### TEXT TO READ

--------

Saturday, March 24, 2012

Don't be a Jerk: Contacts and Connections

Contacts are people.

If you want them to remember you well, be respectful and don't act as if they are inexhaustible gold mines that can be pushed to hire or commission you. Most people want to help you and will do what they can to either commission your services or set you up with someone who can. Even if they can't use you at the moment, they could possibly in the future.

Most contacts aren't instant work.

For people you met at a career fair, don't call them all the time. Constant checking in is actually counterproductive. The people that come to these events are already overloaded with emails and calls. Don't expect them to remember you personally right away. Remind them of the highlights of your conversation and your strengths as a way of jogging their memory, but keep it down to a couple sentences. Ask them about projects they had mentioned (if they did not mention anything, look them up online to see what they are currently working on). Check in with them a couple times, but if you don't get any response after a two or three times it may a good idea to give them some time.

Treat a contact as though they are a formal version of a friend, hopefully this is what they will grow to be.

Only cold call if necessary, these sporadic conversations tend to make everyone uncomfortable. Try to build an actual human relationship with people you want to keep in contact with. You know, the type of relationship that would make someone want to keep up with you and your work. Keep sending emails to check in with people from a Career Fair, but ask them if you can put them on a newsletter. Not only is this a more permanent and positive image, but it is also much more professional than being one of hundreds pleading to them for jobs on a biweekly basis.

--------

### Excerpt from a dataset
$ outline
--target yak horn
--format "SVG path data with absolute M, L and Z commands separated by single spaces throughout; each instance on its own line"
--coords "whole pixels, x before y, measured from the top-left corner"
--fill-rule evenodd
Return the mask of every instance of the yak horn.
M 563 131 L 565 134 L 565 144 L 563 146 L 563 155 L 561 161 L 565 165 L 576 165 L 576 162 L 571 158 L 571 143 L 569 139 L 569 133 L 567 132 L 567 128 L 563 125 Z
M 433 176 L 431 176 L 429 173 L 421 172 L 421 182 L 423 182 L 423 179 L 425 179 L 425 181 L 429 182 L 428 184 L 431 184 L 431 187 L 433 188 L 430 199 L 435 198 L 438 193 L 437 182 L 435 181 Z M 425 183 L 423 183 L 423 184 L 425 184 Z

--------

### WHAT IS ASKED
A) From the paragraphs below the title of the post on contacts and connections, list every instruction that uses the word "don't."
B) Continue the post on contacts and connections from its last sentence, in the same voice.

### OUTPUTS FOR THE TASKS
A)
- Don't act as if they are inexhaustible gold mines that can be pushed to hire or commission you.
- Don't call them all the time.
- Don't expect them to remember you personally right away.

B)
Always ask before adding someone to your newsletter, and keep introductory emails short.
A long email describing every virtue you have is not likely to attract new contacts.

In short, treat contacts how you would want to be treated, and treat them online as you would in person. Many people see someone they meet on the internet as a place as a tool for success instead of a human being. The same applies to Career Fairs and similar opportunities. Be concise, remind them why they were interested in you, let them know how they can benefit from working with you, and ask them about current projects.

Checklist for Contact Etiquette:
  1. Don't cold call unless necessary (especially repeatedly). 
  2. Don't email the same email thing more than once. If individual emails to someone seem inappropriate, ask if they would like to be added to your mailing list and send relevant quarterly updates. 
  3. Make honest, relevant, and concise conversation.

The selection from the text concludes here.